### PROVIDED DATA ###
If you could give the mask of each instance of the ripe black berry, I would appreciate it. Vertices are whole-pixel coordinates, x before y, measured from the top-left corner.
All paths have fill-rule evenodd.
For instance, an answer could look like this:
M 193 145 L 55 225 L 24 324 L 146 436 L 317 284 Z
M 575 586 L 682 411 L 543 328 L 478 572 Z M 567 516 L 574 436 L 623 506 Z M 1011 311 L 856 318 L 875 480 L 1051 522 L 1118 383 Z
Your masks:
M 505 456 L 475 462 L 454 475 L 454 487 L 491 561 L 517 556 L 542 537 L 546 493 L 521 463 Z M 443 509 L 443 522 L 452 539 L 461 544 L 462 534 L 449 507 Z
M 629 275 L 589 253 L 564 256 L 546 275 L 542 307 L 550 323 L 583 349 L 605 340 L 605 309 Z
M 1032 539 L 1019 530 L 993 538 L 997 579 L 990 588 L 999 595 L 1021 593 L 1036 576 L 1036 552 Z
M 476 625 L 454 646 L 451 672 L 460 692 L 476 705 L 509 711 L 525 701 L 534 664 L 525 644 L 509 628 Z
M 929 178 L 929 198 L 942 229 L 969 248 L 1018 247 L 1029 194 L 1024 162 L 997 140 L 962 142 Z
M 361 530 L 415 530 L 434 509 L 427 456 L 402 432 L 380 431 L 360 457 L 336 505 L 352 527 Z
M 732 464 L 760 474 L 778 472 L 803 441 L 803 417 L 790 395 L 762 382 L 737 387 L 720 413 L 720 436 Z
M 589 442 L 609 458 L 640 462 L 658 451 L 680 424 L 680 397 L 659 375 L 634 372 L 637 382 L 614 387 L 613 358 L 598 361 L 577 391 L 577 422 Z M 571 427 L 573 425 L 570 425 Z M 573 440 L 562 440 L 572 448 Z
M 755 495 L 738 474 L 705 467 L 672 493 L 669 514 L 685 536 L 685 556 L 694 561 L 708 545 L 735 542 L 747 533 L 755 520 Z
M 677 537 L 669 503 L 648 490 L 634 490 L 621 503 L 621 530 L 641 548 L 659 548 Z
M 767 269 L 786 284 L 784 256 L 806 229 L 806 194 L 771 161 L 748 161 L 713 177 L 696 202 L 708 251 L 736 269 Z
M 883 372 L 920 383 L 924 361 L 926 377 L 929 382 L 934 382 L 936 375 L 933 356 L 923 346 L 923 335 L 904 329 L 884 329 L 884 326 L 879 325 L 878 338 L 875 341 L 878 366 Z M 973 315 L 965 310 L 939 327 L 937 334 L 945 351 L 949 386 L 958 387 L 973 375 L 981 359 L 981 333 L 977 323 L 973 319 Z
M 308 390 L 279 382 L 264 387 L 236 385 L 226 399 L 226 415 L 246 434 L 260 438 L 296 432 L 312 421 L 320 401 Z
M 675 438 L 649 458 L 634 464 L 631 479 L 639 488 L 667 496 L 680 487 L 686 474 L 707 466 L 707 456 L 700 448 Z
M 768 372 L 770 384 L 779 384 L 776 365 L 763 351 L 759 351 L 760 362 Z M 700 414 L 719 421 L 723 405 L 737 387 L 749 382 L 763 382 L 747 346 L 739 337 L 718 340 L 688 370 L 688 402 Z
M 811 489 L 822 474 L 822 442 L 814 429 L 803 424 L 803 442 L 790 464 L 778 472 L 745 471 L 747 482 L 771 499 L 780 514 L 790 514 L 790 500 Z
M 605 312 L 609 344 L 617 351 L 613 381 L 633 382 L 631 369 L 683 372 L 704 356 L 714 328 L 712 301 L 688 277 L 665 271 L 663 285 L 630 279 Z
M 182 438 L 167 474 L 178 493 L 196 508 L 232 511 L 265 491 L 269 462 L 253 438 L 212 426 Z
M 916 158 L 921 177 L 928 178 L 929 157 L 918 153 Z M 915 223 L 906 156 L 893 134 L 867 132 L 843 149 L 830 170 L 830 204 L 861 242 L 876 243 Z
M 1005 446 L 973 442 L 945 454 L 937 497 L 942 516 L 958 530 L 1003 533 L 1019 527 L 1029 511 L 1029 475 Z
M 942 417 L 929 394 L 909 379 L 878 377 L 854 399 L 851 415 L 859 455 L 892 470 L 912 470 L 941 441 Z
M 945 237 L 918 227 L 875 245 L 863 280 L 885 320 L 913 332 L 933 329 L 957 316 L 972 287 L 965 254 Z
###
• _DO THIS_: Quote the whole listing above word for word, line by line, in its original order.

• _REPLY_:
If you could give the mask of each instance of the ripe black berry, I would appreciate it. Vertices are whole-pixel coordinates, x before y, measured from the top-left corner.
All paths have fill-rule evenodd.
For instance, an answer could look like this:
M 193 145 L 55 225 L 24 324 L 146 436 L 317 284 Z
M 575 586 L 682 411 L 543 328 L 478 572 Z M 567 516 L 574 436 L 623 506 Z M 1011 311 L 856 318 L 875 480 L 1051 522 L 1118 383 Z
Your masks:
M 505 456 L 475 462 L 454 475 L 454 487 L 491 561 L 517 556 L 542 537 L 546 493 L 521 463 Z M 443 509 L 443 522 L 452 539 L 461 544 L 462 534 L 449 507 Z
M 629 275 L 589 253 L 564 256 L 546 275 L 542 307 L 550 323 L 583 349 L 605 340 L 605 309 Z
M 1032 539 L 1019 530 L 993 538 L 997 579 L 990 588 L 999 595 L 1021 593 L 1036 576 L 1036 552 Z
M 476 625 L 454 646 L 451 672 L 460 692 L 476 705 L 509 711 L 525 701 L 534 664 L 525 644 L 509 628 Z
M 929 178 L 929 198 L 942 229 L 969 248 L 1018 247 L 1029 194 L 1024 162 L 997 140 L 962 142 Z
M 361 530 L 415 530 L 434 509 L 427 456 L 402 432 L 380 431 L 360 457 L 336 505 L 352 527 Z
M 732 464 L 760 474 L 778 472 L 803 441 L 803 417 L 790 395 L 762 382 L 737 387 L 720 413 L 720 436 Z
M 589 442 L 609 458 L 640 462 L 658 451 L 680 424 L 680 397 L 659 375 L 634 372 L 637 382 L 614 387 L 613 358 L 598 361 L 577 391 L 577 422 Z M 571 427 L 573 425 L 570 425 Z M 573 440 L 562 440 L 572 448 Z
M 755 495 L 738 474 L 705 467 L 672 493 L 669 514 L 685 536 L 685 556 L 694 561 L 708 545 L 735 542 L 747 533 L 755 520 Z
M 677 537 L 669 503 L 648 490 L 634 490 L 621 503 L 621 530 L 641 548 L 659 548 Z
M 767 269 L 786 284 L 784 256 L 806 229 L 806 194 L 771 161 L 748 161 L 713 177 L 696 202 L 708 251 L 736 269 Z
M 883 372 L 920 383 L 924 361 L 926 377 L 929 382 L 934 382 L 936 375 L 933 356 L 923 346 L 923 335 L 904 329 L 884 329 L 884 326 L 879 325 L 878 338 L 875 341 L 878 366 Z M 973 315 L 965 310 L 939 327 L 937 334 L 945 351 L 949 386 L 958 387 L 973 375 L 981 359 L 981 333 L 977 323 L 973 319 Z
M 308 390 L 279 382 L 264 387 L 236 385 L 226 399 L 226 415 L 246 434 L 260 438 L 296 432 L 312 421 L 320 401 Z
M 675 438 L 649 458 L 634 464 L 631 479 L 639 488 L 667 496 L 680 487 L 686 474 L 707 466 L 707 456 L 700 448 Z
M 768 372 L 770 384 L 779 384 L 776 365 L 763 351 L 759 351 L 760 362 Z M 700 414 L 719 421 L 723 405 L 737 387 L 749 382 L 763 382 L 747 346 L 739 337 L 718 340 L 688 370 L 688 402 Z
M 811 489 L 822 474 L 822 442 L 814 429 L 803 424 L 803 442 L 790 464 L 778 472 L 745 471 L 747 482 L 771 499 L 780 514 L 790 514 L 790 500 Z
M 605 312 L 609 344 L 617 351 L 613 381 L 633 382 L 631 369 L 683 372 L 704 356 L 714 328 L 712 301 L 688 277 L 665 271 L 663 285 L 630 279 Z
M 182 438 L 167 474 L 178 493 L 196 508 L 232 511 L 265 491 L 269 462 L 253 438 L 212 426 Z
M 916 158 L 921 177 L 928 178 L 929 157 L 918 153 Z M 915 223 L 906 156 L 893 134 L 867 132 L 843 149 L 830 170 L 830 204 L 861 242 L 876 243 Z
M 1005 446 L 973 442 L 945 454 L 937 497 L 942 516 L 958 530 L 1003 533 L 1019 527 L 1029 511 L 1029 475 Z
M 942 417 L 929 394 L 909 379 L 878 377 L 854 399 L 851 415 L 859 455 L 892 470 L 912 470 L 941 441 Z
M 945 237 L 918 227 L 875 245 L 863 280 L 885 320 L 913 332 L 933 329 L 957 316 L 972 287 L 965 254 Z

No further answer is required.